Now is an excellent time to think about heart health–even if you’re in great shape. When it comes to your heart, the goal is to catch potential problems early and avoid reaching a crisis. You can promote heart health by getting regular checkups with your primary care provider and working to stay fit through nutrition and exercise.
What Are The Best Tests To Check For Heart Problems?
Your primary care provider has several simple tools for detecting heart disease, heart attack, and stroke risk. Routine cholesterol and blood pressure checks are part of most regular checkups. If you have symptoms or a family history of heart disease, your provider may recommend additional blood tests.
- A standard lipid panel is an essential tool for detecting high cholesterol. This profile looks for several fats in your blood, including total cholesterol, low-density lipoprotein (LDL), high-density lipoprotein (HDL), and triglycerides.

*SOURCE DATA*:
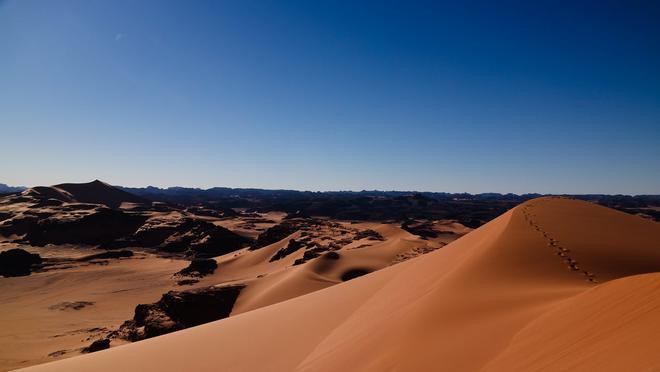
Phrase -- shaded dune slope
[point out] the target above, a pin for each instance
(482, 302)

*ASSIGNED TASK*:
Please answer these questions using the heart health text.
(a) What does the text say you can do to promote heart health?
(b) Which two checks are part of most regular checkups?
(c) Which fats does a standard lipid panel look for in the blood?

*ANSWER SECTION*:
(a) Get regular checkups with your primary care provider and work to stay fit through nutrition and exercise.
(b) Routine cholesterol and blood pressure checks.
(c) Total cholesterol, low-density lipoprotein (LDL), high-density lipoprotein (HDL), and triglycerides.